◆ TASK STATEMENT ◆
Starting with the line that has "Please identify the road in" in it, repeat every line through the last one, word for word, and give nothing more.
+++
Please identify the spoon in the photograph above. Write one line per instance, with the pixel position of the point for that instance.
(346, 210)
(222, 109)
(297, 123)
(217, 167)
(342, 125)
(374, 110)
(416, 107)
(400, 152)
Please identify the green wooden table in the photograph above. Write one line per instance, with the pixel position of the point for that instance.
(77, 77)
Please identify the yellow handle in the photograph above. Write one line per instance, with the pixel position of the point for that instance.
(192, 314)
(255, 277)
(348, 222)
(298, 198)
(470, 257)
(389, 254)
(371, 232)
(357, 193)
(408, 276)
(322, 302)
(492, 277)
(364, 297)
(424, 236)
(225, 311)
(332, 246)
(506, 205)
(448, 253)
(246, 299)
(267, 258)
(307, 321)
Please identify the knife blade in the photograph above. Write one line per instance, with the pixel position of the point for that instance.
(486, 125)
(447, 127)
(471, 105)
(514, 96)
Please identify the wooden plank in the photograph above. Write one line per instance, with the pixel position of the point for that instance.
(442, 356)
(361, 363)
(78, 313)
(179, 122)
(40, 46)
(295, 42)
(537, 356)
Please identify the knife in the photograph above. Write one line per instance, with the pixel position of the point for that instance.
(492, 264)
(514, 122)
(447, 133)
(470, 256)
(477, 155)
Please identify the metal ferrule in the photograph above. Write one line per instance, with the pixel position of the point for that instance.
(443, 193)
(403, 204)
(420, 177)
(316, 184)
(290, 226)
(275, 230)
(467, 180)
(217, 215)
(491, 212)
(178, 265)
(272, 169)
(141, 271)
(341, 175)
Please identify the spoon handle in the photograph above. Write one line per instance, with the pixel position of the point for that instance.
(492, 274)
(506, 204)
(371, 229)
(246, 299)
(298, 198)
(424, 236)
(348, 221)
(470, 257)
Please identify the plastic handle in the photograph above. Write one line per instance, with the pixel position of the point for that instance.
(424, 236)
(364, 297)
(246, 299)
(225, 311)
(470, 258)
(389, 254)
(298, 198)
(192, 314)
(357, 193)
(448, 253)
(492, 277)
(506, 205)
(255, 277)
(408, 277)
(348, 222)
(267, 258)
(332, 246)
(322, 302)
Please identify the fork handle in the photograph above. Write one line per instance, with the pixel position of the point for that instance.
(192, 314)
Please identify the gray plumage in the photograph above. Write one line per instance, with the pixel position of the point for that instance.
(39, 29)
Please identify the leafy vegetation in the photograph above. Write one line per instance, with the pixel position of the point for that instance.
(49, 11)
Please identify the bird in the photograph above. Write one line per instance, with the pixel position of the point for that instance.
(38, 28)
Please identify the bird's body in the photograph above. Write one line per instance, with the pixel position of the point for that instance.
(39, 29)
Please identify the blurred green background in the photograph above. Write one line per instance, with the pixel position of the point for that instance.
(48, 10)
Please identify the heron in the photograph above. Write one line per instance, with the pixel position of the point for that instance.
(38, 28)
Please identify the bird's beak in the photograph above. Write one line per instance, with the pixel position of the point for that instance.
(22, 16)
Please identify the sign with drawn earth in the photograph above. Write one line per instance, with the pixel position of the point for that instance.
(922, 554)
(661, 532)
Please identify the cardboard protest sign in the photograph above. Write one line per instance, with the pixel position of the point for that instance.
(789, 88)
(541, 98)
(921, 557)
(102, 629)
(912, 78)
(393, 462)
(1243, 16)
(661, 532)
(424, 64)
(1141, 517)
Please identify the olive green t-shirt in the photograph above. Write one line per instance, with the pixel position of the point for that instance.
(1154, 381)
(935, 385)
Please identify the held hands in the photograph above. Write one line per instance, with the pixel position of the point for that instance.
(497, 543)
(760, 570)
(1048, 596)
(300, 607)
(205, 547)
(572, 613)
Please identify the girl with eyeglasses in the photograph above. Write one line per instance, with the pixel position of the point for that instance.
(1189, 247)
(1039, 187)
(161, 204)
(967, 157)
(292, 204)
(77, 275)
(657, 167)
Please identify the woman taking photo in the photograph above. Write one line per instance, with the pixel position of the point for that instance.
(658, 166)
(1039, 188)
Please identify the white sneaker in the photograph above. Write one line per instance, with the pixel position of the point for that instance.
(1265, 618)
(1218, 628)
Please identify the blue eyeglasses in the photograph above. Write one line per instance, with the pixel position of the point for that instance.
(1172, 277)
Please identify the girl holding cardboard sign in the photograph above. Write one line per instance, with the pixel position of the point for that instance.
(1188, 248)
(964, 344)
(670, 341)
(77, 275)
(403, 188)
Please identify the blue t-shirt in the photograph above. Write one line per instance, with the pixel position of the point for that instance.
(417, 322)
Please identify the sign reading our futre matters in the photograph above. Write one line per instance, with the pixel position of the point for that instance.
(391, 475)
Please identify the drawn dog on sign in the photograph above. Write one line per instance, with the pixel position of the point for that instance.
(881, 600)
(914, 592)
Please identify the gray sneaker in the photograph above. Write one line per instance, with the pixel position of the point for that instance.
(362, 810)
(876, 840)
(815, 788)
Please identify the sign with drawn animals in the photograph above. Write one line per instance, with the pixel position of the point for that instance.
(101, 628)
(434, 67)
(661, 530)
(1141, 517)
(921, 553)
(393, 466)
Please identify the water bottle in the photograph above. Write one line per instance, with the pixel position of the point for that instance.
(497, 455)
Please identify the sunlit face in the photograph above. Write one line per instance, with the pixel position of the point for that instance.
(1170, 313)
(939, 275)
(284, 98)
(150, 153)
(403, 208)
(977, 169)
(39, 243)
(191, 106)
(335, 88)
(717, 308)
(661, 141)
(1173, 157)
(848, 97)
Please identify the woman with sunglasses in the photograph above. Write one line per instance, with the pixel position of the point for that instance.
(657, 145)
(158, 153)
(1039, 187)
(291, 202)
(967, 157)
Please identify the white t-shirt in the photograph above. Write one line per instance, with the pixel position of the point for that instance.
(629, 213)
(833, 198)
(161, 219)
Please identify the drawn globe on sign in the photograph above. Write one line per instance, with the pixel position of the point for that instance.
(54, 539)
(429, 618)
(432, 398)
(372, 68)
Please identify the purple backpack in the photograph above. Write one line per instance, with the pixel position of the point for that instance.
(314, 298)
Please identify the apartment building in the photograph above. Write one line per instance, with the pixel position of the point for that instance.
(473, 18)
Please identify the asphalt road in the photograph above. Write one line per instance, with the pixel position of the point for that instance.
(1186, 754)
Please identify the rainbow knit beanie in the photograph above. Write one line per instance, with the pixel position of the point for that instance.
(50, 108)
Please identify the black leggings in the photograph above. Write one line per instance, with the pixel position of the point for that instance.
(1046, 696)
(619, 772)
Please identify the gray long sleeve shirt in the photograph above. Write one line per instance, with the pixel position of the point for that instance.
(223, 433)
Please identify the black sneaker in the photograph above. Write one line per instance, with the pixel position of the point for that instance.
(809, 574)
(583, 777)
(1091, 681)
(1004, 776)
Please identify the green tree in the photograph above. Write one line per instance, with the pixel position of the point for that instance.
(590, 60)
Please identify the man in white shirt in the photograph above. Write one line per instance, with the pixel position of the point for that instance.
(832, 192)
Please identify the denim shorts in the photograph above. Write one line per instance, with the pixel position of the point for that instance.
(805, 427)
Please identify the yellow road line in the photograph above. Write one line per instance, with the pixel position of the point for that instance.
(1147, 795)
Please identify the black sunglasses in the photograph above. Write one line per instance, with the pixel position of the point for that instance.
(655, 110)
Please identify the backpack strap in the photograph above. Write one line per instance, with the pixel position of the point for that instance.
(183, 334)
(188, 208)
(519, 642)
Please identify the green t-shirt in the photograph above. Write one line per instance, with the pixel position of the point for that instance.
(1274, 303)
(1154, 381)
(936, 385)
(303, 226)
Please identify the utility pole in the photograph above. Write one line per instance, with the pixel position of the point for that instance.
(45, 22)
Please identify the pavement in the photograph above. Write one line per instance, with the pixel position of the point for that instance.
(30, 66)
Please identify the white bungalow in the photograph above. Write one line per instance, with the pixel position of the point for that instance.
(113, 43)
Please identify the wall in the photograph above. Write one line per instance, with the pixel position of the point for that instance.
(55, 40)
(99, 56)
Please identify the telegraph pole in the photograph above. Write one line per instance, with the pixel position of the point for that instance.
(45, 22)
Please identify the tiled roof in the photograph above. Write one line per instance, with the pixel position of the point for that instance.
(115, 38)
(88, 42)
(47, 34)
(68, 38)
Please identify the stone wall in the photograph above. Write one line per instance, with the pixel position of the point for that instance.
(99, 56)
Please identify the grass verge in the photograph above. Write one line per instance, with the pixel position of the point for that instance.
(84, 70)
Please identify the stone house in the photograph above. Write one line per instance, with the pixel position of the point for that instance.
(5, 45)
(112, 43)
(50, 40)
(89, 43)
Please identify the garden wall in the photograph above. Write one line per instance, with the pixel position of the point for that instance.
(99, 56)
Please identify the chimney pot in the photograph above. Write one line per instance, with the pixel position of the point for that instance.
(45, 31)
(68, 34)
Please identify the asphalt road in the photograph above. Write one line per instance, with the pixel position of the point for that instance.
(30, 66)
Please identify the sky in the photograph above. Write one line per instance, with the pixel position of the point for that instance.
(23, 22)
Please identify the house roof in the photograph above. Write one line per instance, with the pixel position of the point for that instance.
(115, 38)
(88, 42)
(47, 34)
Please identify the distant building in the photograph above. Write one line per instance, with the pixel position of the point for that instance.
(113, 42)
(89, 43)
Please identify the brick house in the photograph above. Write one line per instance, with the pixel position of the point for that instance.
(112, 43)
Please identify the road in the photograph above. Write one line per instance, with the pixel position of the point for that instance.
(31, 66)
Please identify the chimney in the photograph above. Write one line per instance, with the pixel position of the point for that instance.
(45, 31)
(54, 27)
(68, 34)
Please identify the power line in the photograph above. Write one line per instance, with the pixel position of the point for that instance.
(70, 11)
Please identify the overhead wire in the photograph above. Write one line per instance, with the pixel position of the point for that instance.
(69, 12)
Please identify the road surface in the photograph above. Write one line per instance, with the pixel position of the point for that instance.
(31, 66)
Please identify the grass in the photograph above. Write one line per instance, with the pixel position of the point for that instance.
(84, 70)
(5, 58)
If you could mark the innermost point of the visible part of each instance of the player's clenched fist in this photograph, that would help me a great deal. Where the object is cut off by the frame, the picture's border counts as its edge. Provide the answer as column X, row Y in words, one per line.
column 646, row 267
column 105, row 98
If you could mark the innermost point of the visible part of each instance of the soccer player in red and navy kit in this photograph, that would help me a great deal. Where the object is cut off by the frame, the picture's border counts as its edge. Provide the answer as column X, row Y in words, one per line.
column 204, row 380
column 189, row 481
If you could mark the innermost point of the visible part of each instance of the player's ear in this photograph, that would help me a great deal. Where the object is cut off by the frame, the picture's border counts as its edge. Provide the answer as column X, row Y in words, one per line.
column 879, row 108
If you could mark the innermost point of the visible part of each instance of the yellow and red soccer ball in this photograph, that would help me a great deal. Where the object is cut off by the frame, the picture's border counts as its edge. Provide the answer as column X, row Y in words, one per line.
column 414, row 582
+++
◆ FINAL RESULT ◆
Please identify the road in the photograph above. Write one line per instance, with the pixel position of the point for that instance.
(31, 66)
Please identify the chimney in the photograph above. Write one line per instance, with the pixel position of the point for that instance.
(45, 31)
(54, 27)
(68, 34)
Please identify the power line in the photograph above. Write one line per instance, with the pixel position of the point for that instance.
(70, 11)
Please identify the overhead wire in the photograph above. Write one line per instance, with the pixel position of the point for that instance.
(69, 12)
Please identify the road surface in the photograph above. Write one line per instance, with the pixel position of the point for that instance.
(31, 66)
Please identify the grass in the photograph above. Write one line per instance, with the pixel position of the point for that instance.
(84, 70)
(5, 58)
If you could mark the innermost point of the visible part of each instance of the player's clenched fist in this photograph, that would help me a great deal. Where the object is cut off by the frame, the picture's border counts as its edge. Provide the answer as column X, row Y in words, one per line.
column 646, row 267
column 105, row 98
If you could mark the innermost point of the visible part of each instance of the soccer player in red and navy kit in this photograph, that would help me a great deal. Where the object is cut off by the frame, the picture's border counts as its edge. Provide the answer as column X, row Y in words, one per line.
column 204, row 380
column 189, row 481
If you could mark the innermost point of the visible part of each instance of the player's ear in this photograph, that would help me a great deal. Where the object is cut off by the frame, the picture's border counts as its edge. Provide the answer as column X, row Y in words, one per line.
column 879, row 108
If you could mark the innermost point of the visible part of each instance of the yellow and red soccer ball in this photograph, that would help me a great deal. Where the object is cut off by the frame, the picture's border counts as its edge. Provide the answer as column X, row Y in words, one per line.
column 414, row 582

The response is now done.